_DATA EXCERPTS_.
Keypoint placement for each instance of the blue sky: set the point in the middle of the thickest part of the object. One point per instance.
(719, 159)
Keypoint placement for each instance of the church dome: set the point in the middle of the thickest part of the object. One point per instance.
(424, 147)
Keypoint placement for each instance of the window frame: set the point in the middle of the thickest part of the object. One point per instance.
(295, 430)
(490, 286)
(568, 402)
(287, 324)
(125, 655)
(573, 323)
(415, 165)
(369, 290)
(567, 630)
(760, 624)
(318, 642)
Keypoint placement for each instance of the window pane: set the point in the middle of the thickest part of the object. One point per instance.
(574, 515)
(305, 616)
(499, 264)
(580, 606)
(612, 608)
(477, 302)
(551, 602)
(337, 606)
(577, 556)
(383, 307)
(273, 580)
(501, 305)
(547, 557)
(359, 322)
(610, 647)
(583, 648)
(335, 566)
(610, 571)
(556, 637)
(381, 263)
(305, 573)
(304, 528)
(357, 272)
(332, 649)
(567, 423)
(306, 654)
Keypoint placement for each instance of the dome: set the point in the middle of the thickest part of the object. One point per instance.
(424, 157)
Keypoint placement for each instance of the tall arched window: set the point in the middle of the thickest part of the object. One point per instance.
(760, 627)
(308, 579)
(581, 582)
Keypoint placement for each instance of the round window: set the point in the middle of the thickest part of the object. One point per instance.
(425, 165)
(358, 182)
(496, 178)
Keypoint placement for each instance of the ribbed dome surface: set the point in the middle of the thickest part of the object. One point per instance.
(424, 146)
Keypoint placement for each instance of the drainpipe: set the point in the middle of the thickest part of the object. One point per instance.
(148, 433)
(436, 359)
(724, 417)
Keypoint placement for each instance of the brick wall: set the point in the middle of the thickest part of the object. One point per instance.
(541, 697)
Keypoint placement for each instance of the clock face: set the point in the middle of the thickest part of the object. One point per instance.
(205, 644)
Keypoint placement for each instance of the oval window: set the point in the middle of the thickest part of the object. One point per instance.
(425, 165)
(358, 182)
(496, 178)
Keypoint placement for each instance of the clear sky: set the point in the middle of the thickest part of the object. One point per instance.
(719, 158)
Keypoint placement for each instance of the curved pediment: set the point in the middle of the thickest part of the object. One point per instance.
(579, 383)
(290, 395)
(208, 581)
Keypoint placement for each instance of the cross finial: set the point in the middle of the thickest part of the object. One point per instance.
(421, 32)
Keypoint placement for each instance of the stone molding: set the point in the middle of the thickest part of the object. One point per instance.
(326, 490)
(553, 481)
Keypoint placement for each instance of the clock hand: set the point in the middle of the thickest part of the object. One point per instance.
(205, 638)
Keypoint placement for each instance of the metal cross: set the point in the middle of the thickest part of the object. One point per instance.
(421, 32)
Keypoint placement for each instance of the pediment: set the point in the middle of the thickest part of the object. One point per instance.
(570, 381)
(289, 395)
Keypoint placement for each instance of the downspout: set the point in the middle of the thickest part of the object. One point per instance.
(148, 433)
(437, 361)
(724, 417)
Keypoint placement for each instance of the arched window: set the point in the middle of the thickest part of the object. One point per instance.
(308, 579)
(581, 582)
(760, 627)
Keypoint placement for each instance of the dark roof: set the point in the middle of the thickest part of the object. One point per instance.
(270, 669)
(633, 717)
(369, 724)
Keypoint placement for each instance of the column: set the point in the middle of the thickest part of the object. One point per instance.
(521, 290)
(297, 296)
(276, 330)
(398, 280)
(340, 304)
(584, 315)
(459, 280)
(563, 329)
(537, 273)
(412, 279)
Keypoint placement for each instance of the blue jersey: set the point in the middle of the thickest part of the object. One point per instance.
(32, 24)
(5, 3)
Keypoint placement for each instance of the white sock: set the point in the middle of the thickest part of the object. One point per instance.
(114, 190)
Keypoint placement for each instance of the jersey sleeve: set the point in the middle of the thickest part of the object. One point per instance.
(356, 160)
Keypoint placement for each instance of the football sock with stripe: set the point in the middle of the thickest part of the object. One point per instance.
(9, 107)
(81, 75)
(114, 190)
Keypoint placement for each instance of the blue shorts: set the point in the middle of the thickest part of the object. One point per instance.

_INSTRUCTIONS TO FOLLOW_. The requested output is the line holding "Keypoint placement for each instance of the pediment: set" and every line after it up to the last line of the listing, exactly, with nothing else.

_FINISHED TASK_.
Keypoint placement for each instance of the pediment: set the point in the middle of the thickest part of the object. One point per instance.
(570, 381)
(289, 395)
Keypoint placement for each instance of the downspout: set the point in the middle of the thickest part of the object. One point per instance.
(148, 433)
(437, 361)
(724, 417)
Keypoint placement for each instance of the arched window: set the point in the middle of the thickest part of the object. One point per instance.
(308, 579)
(581, 582)
(760, 627)
Keypoint placement for each instance of the dark roof: set the point in the middle of the thickest part of the object. One point per instance.
(270, 669)
(633, 717)
(369, 724)
Keypoint placement for each instance of the column: set the point in the middle of the thickest part of the object. One point per instance.
(521, 290)
(297, 296)
(276, 330)
(398, 280)
(340, 304)
(584, 315)
(459, 280)
(563, 329)
(537, 273)
(412, 279)
Keypoint placement for each instance of the blue jersey: set the point in the middle of the thickest part of the object. One point per instance.
(32, 24)
(5, 3)
Keypoint placement for each instance of the white sock: set the point in the middle of the thickest part of the object. One point per instance.
(114, 190)
Keypoint placement for each instance of the jersey sleeve: set the point in the middle of the thickest part of the object. One point per instance.
(356, 160)
Keypoint placement for each instance of the football sock with stripe: set the point in the middle of the thickest part of the object. One point per instance.
(9, 107)
(81, 75)
(114, 190)
Keypoint placement for each instance of the blue shorts: set the point in the middle of the thickest part of the object. One point per instance.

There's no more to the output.